* Start *

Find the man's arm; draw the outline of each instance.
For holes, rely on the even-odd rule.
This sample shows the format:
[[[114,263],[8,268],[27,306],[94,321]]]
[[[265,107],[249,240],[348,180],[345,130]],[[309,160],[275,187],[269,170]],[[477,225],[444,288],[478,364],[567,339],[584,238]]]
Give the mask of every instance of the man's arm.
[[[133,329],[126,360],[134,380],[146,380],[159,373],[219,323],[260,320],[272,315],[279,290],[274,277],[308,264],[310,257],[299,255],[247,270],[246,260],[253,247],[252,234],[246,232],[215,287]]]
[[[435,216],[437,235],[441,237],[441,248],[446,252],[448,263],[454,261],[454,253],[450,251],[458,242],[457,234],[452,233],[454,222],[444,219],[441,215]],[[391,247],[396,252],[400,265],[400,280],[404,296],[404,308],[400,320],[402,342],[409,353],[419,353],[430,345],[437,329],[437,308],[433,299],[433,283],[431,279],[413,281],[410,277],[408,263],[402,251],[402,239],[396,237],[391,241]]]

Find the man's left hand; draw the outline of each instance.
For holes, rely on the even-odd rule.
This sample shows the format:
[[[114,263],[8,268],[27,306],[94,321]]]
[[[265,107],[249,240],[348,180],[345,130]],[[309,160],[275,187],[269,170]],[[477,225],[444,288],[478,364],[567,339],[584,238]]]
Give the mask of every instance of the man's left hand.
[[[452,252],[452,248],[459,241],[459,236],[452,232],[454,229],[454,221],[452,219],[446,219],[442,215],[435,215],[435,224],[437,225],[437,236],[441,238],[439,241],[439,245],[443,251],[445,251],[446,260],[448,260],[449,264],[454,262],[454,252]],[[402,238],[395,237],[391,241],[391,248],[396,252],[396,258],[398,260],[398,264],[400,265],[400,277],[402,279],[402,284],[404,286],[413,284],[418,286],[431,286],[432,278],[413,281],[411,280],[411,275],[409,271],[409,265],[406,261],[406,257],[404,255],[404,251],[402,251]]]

* End *
* Start *

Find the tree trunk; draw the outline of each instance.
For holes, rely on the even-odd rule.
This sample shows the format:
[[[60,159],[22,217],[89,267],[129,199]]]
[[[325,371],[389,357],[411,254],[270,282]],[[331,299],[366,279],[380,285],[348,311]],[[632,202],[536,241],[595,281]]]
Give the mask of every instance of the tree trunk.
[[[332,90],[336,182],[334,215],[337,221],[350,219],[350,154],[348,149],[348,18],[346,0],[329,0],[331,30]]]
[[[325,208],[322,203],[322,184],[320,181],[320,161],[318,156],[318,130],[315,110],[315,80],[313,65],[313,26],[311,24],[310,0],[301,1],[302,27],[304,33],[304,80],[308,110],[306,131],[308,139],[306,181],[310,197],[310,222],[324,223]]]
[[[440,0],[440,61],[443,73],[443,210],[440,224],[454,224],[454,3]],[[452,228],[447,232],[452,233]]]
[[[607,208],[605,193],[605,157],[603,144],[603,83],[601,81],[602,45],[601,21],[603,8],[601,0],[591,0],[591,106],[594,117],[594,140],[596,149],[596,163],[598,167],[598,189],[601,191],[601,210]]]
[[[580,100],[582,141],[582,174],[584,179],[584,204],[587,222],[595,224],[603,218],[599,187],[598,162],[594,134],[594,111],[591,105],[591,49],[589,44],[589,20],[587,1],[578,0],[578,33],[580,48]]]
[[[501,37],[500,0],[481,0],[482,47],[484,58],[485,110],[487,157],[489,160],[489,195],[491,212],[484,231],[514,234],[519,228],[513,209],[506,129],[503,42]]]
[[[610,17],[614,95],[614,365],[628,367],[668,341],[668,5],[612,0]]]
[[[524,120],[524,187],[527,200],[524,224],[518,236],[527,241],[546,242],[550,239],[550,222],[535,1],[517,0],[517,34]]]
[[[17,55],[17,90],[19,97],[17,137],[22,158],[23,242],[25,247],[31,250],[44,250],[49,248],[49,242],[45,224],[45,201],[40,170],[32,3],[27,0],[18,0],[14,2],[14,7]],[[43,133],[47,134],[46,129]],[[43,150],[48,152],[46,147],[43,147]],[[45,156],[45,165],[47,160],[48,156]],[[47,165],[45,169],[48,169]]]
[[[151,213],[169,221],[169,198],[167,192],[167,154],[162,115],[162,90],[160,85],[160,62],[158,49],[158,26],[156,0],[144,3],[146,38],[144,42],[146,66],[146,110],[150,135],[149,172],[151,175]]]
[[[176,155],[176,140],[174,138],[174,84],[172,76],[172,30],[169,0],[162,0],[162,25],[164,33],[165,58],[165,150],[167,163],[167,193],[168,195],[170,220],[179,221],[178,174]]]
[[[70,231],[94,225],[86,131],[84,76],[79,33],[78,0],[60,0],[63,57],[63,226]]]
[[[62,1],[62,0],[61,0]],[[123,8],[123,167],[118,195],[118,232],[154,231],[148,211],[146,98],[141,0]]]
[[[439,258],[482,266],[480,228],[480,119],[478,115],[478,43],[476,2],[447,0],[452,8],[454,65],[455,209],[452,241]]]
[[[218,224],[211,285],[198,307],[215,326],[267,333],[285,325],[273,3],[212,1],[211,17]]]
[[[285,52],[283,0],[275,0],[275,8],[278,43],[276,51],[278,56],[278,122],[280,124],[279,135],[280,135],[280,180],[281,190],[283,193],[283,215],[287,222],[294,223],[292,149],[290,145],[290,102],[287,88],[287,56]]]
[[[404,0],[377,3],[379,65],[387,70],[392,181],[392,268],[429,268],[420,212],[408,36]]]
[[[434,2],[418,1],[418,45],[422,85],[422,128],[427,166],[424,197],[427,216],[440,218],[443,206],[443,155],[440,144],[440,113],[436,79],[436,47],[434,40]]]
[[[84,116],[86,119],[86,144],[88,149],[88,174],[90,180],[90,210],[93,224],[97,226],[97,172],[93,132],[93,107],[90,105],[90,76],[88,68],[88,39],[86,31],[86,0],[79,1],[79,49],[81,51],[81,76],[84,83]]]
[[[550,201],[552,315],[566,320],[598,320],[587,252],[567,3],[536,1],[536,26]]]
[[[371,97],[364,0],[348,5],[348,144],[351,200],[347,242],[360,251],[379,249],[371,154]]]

* End *

● **TASK DIRECTIONS**
Reproduce the listing above unchanged, everything from the line containing "Find the man's arm;" down to the line containing "Give the mask of every instance of the man's arm.", both lines included.

● **OUTPUT OF THE TASK**
Find the man's arm; draw the outline of each instance.
For holes, rely on the even-odd rule.
This sample shows the format:
[[[114,263],[8,268],[27,306],[94,321]]]
[[[265,107],[249,240],[348,180],[345,130]],[[309,160],[275,187],[269,170]],[[477,225],[444,288],[478,364],[567,339],[584,238]]]
Give the mask of every instance of the man's arm.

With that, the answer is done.